### Passage provided
## Start
So it was no surprise that the game was chippy, many of the fouls hard. No surprise that the gym was loud and the emotion seemed to hang over the players’ heads like fine mist. For there was little difference between the two teams, and the game could go either way.

La Salle played Manny a box and one, making it much more difficult for him to score, while Hope’s tenacious man-to-man defense was making it equally difficult for La Salle. Hope was up four with 6:37 to play, but Wayne had to come out with four fouls, the tension building.

“It’s all about winning and playing Friday night,” Nyblom implored them in a time out.

And win they did, as both Wayne and Eli Lewis made key free throws in the last two minutes and Hope pulled away to win by fourteen.

But the night was just beginning.

*   *   *

To get to the locker rooms you had to go out the gym, across the lobby, and down some stairs. I was heading toward the stairs, about a minute or two behind the players, when I heard yelling coming from below. By the time I got down the stairs it was chaos—assistant coach Jim Black was bleeding from the mouth, and Arondae Washington, father of La Salle’s Keon Wilson and Mikey Clark, was still trying to get at Black.

“No one’s going to put his hands on my kid,” he yelled.

“Arondae, I was trying to break it up!” Black yelled back.
## End
### Work to do
1) Answer these questions about the basketball passage, one line each, marked (a), (b), (c):
(a) How many fouls did Wayne have when he had to come out of the game?
(b) By how many points did Hope win?
(c) Who was bleeding from the mouth at the bottom of the stairs?
2) Duplicate part of the basketball passage word for word. Begin at the words "So it was no" and stop after the words "win by fourteen.".

### Extracted data
## Start
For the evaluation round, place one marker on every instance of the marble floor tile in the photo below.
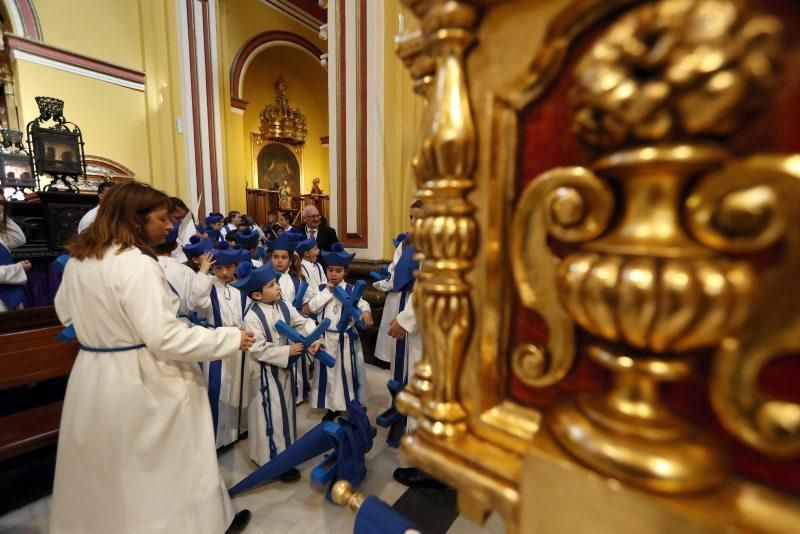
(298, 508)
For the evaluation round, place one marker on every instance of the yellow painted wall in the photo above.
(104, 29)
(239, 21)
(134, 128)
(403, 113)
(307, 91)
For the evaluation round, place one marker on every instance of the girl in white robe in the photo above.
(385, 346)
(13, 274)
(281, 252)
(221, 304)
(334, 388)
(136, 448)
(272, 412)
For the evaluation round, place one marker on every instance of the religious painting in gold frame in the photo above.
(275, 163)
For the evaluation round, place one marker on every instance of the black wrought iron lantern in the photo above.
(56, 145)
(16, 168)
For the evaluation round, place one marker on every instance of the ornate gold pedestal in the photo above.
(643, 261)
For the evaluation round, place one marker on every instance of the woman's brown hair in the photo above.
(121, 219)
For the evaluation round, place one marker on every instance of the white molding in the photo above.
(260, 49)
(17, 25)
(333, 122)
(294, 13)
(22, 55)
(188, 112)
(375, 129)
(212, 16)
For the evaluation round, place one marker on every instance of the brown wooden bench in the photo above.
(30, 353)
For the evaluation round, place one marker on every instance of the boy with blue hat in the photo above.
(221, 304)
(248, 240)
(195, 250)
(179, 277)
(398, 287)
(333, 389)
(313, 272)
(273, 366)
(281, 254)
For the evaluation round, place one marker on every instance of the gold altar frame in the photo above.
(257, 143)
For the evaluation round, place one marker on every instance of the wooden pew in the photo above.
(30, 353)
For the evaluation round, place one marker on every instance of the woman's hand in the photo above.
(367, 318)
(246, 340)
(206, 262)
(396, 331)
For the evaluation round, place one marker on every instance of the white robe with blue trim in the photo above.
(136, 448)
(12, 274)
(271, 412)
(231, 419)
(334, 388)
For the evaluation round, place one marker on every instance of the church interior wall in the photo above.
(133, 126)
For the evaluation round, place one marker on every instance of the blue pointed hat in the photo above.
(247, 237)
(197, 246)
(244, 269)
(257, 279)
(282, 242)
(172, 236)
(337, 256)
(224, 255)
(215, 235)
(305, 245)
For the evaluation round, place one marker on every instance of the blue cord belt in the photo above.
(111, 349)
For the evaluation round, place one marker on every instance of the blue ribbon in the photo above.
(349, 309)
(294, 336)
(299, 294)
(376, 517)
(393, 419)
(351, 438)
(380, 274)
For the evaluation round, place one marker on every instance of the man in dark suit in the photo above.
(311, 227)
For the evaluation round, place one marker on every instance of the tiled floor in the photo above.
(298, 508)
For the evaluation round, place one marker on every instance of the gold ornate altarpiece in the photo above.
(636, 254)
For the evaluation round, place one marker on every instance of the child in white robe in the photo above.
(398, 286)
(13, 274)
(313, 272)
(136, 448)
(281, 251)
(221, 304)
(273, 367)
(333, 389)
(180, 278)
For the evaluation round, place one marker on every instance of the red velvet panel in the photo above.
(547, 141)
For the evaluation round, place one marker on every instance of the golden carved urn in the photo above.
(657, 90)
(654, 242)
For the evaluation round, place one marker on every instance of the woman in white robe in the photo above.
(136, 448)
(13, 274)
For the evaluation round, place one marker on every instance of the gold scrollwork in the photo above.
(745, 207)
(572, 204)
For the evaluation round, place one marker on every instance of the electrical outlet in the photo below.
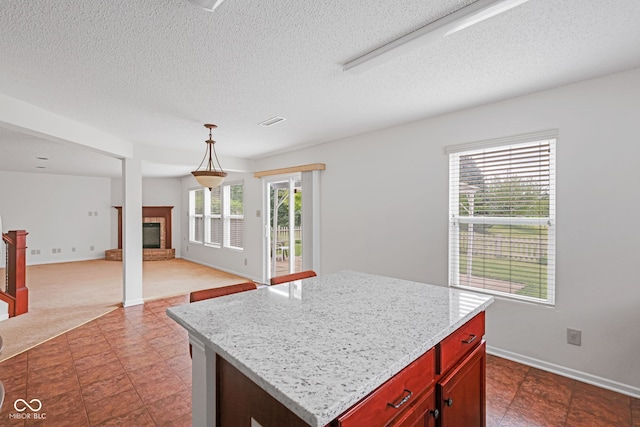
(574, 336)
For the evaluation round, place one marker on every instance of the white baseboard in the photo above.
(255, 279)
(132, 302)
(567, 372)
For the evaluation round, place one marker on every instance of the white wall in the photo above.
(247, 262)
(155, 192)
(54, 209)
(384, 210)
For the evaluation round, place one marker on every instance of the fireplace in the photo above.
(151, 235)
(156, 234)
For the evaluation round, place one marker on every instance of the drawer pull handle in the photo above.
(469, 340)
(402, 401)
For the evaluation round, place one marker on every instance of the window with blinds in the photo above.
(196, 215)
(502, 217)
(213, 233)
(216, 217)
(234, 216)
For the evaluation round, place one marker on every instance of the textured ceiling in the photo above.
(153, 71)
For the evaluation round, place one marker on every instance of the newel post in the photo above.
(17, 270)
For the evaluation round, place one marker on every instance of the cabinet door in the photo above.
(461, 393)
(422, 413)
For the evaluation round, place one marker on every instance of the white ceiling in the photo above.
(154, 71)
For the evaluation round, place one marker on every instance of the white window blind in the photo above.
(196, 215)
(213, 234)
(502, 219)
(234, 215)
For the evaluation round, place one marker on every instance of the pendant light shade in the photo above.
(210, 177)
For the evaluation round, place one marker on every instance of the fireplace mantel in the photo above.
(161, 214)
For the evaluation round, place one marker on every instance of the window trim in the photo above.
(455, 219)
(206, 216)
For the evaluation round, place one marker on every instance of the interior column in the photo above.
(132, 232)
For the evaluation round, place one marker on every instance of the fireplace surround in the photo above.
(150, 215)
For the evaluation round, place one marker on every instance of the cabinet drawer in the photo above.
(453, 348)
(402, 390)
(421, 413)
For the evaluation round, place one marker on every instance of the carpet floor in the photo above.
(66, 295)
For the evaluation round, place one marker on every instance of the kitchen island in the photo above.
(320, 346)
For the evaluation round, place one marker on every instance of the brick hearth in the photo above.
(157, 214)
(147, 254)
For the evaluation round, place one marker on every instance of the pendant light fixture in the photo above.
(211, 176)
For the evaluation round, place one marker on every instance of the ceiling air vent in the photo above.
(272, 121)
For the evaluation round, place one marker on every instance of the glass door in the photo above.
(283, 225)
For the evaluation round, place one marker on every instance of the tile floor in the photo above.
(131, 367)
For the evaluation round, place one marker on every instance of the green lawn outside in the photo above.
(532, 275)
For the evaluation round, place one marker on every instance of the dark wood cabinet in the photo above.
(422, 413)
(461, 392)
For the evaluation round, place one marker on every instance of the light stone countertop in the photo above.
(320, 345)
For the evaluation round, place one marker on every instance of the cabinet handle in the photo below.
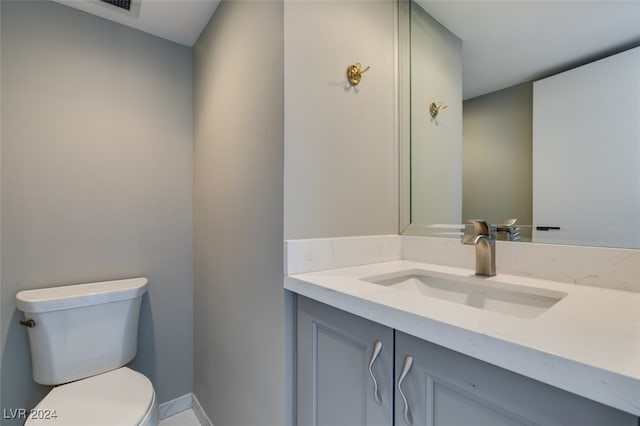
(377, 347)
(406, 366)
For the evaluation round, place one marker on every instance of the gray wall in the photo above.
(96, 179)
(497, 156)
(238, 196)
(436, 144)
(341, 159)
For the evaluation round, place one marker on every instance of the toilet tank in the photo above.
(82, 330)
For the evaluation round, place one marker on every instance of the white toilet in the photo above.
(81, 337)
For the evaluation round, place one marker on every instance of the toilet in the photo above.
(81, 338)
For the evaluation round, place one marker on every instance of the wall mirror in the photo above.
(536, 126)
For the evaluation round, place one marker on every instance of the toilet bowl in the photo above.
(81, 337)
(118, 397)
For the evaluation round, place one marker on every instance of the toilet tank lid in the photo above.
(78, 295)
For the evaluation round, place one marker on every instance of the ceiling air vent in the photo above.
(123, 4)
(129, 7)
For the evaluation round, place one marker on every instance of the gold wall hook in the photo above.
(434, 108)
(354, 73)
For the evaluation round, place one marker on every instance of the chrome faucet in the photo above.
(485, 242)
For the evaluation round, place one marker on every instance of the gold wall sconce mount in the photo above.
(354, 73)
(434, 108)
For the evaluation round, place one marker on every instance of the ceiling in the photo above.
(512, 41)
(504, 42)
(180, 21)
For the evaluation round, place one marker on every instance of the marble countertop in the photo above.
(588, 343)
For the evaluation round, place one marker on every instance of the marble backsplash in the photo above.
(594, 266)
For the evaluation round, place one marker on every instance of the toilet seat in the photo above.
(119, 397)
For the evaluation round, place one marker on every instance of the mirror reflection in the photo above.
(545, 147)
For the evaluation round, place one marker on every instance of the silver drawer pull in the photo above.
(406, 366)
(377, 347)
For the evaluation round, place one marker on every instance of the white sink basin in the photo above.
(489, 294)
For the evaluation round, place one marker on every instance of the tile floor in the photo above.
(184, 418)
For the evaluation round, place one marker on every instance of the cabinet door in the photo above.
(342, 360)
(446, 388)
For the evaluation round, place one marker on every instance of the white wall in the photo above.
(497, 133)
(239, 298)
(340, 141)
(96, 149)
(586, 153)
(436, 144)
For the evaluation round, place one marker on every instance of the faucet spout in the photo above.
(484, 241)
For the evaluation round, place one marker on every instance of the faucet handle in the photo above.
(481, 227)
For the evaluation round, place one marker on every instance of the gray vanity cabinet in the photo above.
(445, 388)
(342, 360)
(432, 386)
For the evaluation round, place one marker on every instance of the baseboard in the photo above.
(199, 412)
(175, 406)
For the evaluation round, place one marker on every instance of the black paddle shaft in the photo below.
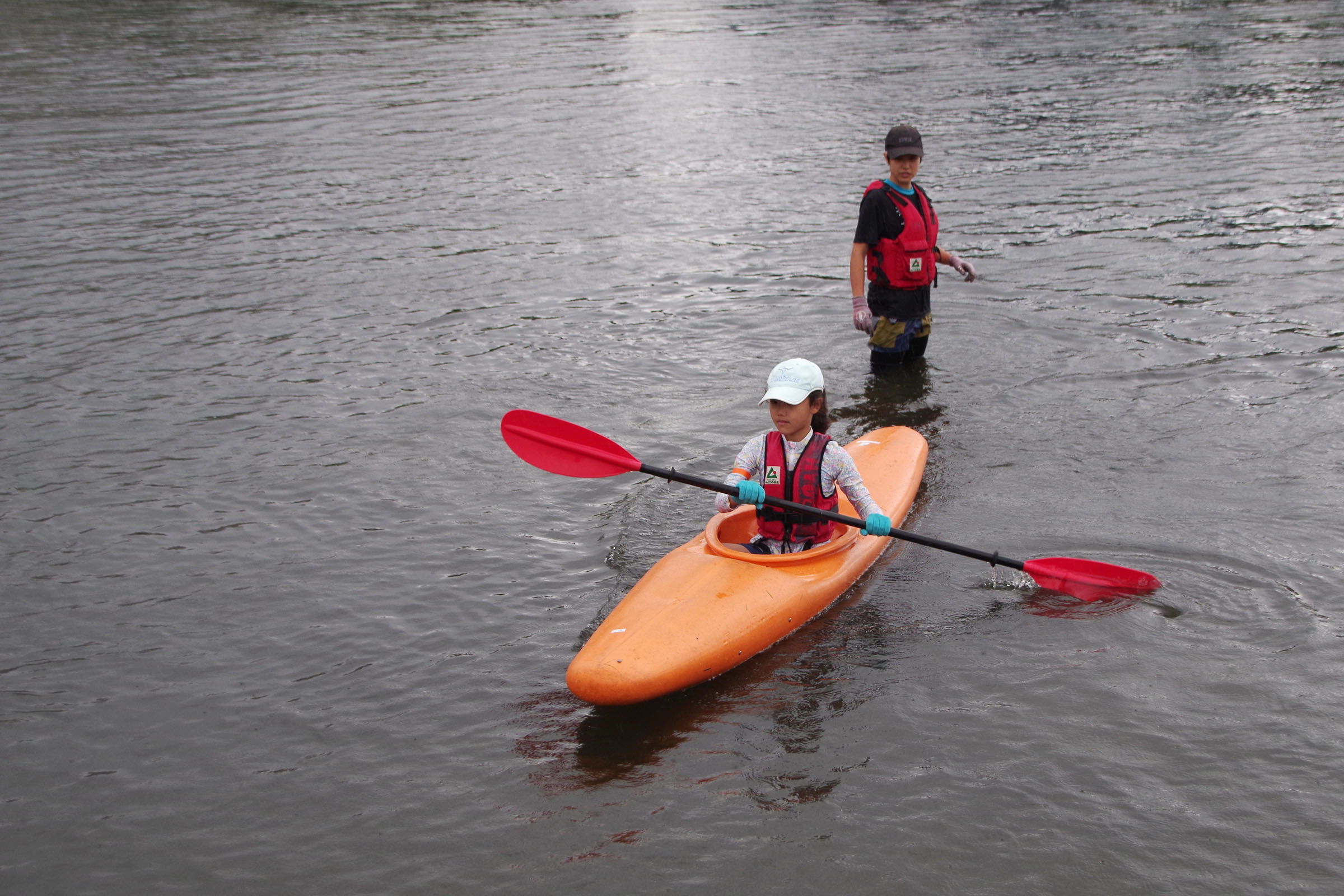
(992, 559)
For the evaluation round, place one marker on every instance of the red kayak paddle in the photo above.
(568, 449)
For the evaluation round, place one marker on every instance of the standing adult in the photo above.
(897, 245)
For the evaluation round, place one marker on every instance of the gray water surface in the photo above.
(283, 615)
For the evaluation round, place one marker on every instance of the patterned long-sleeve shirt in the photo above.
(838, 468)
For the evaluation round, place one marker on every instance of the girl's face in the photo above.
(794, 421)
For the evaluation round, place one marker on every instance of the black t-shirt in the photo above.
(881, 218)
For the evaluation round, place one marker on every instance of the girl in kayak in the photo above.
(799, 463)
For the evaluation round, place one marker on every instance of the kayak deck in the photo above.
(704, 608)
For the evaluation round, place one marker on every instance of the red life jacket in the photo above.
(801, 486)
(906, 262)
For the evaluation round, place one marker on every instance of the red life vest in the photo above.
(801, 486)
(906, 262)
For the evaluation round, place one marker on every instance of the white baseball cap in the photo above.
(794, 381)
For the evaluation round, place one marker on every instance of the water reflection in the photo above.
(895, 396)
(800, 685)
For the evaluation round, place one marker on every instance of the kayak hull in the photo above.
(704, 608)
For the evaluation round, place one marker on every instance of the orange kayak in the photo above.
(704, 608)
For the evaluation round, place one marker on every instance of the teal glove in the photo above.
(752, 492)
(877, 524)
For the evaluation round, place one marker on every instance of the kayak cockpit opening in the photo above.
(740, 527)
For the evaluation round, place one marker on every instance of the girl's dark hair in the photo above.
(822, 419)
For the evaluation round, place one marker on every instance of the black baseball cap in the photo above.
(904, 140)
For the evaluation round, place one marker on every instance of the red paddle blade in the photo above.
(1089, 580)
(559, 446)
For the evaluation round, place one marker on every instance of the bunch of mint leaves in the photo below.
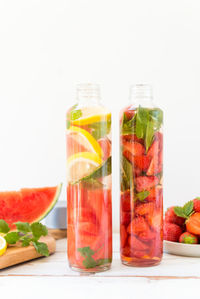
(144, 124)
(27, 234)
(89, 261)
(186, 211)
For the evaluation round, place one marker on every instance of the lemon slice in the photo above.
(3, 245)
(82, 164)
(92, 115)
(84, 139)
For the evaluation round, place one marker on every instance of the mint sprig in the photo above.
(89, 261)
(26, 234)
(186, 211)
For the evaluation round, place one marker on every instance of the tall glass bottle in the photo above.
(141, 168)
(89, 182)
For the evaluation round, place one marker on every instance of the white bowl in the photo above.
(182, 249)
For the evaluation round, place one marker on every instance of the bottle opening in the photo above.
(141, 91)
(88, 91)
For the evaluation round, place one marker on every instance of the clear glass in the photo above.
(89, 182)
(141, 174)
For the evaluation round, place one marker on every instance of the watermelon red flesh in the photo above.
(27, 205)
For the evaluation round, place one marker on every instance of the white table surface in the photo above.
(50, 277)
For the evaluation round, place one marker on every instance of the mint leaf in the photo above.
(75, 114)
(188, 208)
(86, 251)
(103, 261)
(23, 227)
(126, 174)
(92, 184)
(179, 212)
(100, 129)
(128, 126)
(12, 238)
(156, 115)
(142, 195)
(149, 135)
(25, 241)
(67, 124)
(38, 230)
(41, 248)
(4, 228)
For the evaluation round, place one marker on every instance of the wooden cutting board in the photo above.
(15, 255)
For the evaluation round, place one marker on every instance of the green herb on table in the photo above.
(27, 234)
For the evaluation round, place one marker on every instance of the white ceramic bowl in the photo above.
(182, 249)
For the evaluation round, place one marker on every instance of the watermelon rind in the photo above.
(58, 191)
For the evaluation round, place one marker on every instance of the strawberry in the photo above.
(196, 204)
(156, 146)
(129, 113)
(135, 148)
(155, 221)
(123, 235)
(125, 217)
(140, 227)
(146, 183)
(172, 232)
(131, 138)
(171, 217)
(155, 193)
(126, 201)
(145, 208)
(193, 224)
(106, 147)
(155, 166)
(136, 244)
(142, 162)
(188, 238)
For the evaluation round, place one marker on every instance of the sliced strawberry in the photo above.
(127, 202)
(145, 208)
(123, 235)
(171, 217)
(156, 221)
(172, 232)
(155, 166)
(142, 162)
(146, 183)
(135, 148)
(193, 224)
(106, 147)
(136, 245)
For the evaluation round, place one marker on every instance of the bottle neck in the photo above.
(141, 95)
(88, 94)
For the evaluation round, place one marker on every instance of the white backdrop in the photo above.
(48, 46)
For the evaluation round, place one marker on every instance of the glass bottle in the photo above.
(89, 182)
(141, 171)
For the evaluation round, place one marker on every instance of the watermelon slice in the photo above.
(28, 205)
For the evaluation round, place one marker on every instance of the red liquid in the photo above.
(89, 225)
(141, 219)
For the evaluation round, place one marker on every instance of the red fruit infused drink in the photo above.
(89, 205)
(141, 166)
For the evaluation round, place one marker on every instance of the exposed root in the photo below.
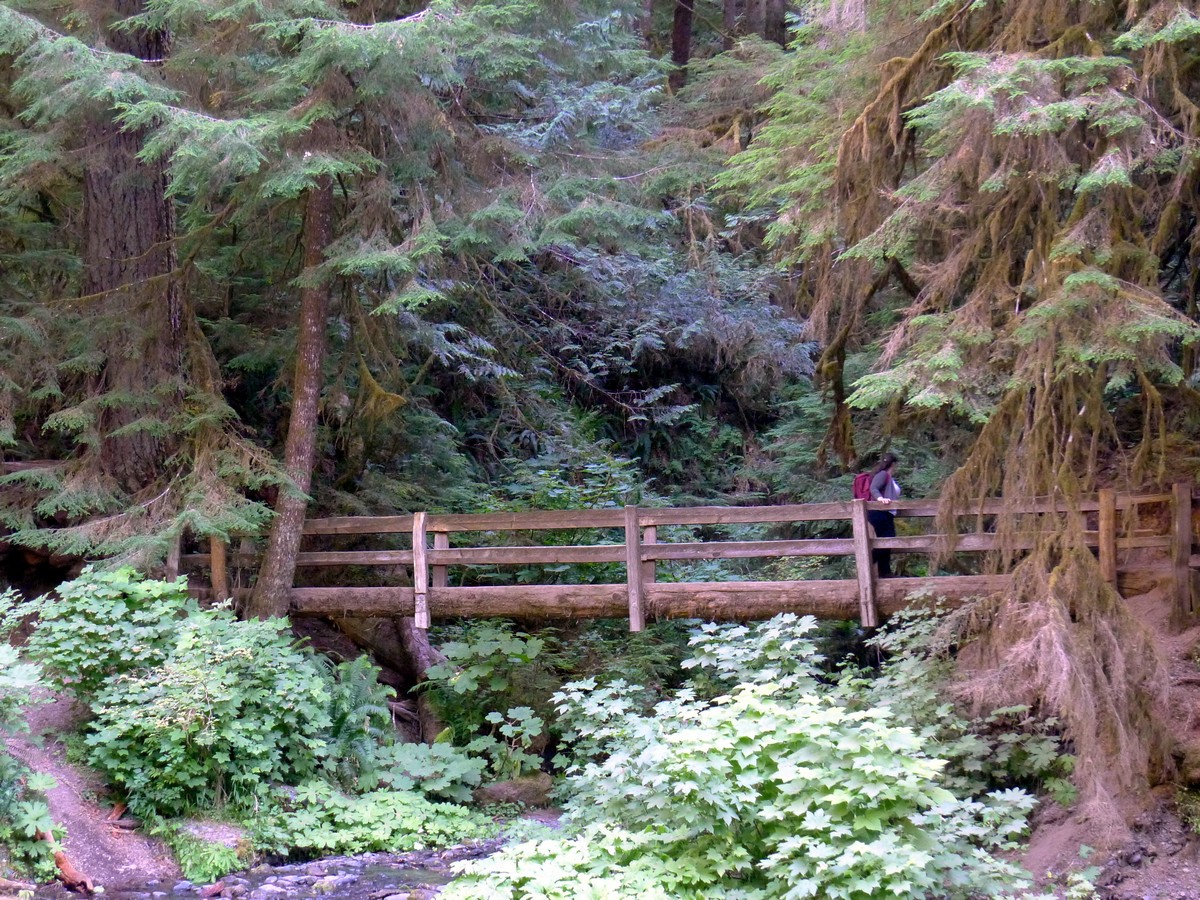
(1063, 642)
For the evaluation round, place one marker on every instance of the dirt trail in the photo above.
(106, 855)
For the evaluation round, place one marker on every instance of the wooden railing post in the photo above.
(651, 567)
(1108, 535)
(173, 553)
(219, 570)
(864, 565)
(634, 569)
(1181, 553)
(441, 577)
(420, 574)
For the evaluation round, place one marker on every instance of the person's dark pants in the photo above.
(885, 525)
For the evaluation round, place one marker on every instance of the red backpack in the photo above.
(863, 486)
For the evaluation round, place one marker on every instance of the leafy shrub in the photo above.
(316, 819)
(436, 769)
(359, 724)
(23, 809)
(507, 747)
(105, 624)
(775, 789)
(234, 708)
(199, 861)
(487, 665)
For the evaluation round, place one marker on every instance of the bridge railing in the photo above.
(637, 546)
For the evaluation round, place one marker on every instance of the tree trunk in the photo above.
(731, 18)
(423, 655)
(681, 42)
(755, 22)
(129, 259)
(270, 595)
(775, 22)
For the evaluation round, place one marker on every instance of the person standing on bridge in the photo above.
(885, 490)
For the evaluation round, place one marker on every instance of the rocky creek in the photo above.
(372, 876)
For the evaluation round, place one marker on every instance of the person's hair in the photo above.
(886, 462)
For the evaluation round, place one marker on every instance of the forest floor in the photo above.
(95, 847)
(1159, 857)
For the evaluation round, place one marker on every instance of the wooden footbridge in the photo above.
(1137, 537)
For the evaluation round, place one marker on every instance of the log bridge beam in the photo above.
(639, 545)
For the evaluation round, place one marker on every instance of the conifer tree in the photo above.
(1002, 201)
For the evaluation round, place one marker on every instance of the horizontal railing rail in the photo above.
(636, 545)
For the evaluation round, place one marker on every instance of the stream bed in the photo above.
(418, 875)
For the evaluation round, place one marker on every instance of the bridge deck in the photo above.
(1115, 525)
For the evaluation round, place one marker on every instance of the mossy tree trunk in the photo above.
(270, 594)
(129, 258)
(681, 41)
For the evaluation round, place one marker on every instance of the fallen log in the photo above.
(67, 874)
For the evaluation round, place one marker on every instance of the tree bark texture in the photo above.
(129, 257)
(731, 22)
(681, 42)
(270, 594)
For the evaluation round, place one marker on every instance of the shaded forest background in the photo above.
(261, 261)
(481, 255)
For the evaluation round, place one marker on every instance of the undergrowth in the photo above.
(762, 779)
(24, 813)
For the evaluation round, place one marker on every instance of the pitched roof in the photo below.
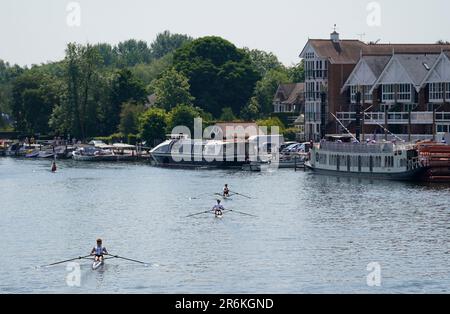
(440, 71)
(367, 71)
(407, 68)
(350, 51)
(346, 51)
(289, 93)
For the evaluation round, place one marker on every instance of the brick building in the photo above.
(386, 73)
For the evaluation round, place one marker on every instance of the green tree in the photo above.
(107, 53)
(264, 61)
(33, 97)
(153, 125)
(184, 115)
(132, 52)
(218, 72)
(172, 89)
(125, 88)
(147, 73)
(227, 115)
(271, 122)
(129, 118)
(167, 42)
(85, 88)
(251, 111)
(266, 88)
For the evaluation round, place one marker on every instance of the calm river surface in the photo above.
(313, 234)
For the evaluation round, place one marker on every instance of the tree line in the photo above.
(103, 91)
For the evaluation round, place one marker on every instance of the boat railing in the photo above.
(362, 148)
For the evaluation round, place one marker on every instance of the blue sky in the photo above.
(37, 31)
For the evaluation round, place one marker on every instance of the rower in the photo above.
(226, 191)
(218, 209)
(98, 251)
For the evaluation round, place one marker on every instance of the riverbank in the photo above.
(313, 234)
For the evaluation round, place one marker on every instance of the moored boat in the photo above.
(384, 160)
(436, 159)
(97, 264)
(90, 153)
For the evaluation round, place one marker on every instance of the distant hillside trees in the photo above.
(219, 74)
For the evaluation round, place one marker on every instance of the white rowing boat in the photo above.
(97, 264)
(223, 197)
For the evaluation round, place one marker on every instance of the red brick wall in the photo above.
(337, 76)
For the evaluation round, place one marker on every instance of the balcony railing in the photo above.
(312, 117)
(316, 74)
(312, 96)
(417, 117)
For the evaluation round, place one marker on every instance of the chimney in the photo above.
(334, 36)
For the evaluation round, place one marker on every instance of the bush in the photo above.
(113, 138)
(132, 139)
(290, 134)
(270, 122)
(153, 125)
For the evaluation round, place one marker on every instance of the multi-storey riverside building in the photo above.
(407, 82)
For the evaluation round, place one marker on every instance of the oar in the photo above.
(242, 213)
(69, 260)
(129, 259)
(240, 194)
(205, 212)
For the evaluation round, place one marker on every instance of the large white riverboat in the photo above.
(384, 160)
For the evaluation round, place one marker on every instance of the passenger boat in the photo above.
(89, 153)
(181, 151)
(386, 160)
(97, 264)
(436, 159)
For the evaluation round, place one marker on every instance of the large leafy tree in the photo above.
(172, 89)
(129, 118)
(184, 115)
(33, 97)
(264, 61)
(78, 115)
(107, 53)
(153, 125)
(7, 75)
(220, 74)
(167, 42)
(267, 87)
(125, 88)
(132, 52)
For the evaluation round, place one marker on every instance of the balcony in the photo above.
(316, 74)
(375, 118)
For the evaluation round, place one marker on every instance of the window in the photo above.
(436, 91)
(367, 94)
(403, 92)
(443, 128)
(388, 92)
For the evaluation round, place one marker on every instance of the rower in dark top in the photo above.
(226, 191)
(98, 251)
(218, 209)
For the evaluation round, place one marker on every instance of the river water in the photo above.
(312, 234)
## End
### Solutions in order
1)
(a) Four
(b) Fourteen
(c) Assistant coach Jim Black

2)
So it was no surprise that the game was chippy, many of the fouls hard. No surprise that the gym was loud and the emotion seemed to hang over the players’ heads like fine mist. For there was little difference between the two teams, and the game could go either way.

La Salle played Manny a box and one, making it much more difficult for him to score, while Hope’s tenacious man-to-man defense was making it equally difficult for La Salle. Hope was up four with 6:37 to play, but Wayne had to come out with four fouls, the tension building.

“It’s all about winning and playing Friday night,” Nyblom implored them in a time out.

And win they did, as both Wayne and Eli Lewis made key free throws in the last two minutes and Hope pulled away to win by fourteen.